◆ DIRECTIONS FOR THIS TASK ◆
In the material below, repeat only the lines from the one that holds "Pin a point on every instance of the patterned" through the final line, exactly as they stand.

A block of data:
»»
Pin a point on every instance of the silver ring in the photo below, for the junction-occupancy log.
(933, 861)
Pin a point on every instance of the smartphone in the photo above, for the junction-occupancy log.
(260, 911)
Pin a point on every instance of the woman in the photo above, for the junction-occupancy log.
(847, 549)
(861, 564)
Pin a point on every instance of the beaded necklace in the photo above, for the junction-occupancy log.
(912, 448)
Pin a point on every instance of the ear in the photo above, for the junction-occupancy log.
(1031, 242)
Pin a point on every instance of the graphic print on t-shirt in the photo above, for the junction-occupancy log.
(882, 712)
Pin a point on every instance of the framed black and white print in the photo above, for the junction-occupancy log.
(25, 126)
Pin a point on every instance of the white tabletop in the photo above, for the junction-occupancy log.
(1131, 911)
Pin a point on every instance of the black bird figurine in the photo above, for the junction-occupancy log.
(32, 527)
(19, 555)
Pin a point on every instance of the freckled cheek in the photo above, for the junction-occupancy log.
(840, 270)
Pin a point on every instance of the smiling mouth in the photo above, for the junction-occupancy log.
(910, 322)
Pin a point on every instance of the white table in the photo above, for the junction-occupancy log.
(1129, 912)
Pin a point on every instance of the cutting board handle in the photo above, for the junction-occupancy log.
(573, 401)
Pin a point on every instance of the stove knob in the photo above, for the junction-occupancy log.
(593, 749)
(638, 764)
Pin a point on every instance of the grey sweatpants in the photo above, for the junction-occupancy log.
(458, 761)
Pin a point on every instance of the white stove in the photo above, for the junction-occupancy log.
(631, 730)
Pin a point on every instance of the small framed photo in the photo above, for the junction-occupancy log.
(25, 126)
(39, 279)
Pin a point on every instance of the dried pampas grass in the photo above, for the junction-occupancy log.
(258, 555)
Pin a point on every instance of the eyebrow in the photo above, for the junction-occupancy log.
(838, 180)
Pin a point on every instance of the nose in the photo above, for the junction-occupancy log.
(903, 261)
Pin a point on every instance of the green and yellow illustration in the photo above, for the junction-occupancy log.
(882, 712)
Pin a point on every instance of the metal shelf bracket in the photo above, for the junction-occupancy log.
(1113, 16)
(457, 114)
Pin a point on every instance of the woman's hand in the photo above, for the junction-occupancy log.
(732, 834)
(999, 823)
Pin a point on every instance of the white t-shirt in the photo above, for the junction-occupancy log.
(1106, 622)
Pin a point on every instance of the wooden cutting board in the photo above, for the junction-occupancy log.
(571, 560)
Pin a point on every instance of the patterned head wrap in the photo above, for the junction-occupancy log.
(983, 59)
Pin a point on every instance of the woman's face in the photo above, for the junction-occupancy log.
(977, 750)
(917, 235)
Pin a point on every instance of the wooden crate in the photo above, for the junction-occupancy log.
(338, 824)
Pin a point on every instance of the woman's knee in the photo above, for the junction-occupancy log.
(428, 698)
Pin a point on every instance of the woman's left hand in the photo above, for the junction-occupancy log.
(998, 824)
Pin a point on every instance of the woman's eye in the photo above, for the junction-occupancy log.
««
◆ OUTPUT OF THE TASK ◆
Pin a point on every instance of the patterned head wrap in the photo above, for the junction-occupancy log.
(983, 59)
Pin a point on every instance of the woman's face in the photo above, for the junction-occupancy log.
(977, 750)
(917, 235)
Pin a point on every instance of the wooden crate in the photo above, for the junction-occupancy log.
(338, 824)
Pin a point on every instance of the woman's knee in the photo above, for the junction-occupancy log.
(428, 698)
Pin a point on every instance of the woman's left hand in the photo above, for the junction-occupancy log.
(998, 824)
Pin a point on every instance of the woman's eye in the photo above, for the junction-occupancy log.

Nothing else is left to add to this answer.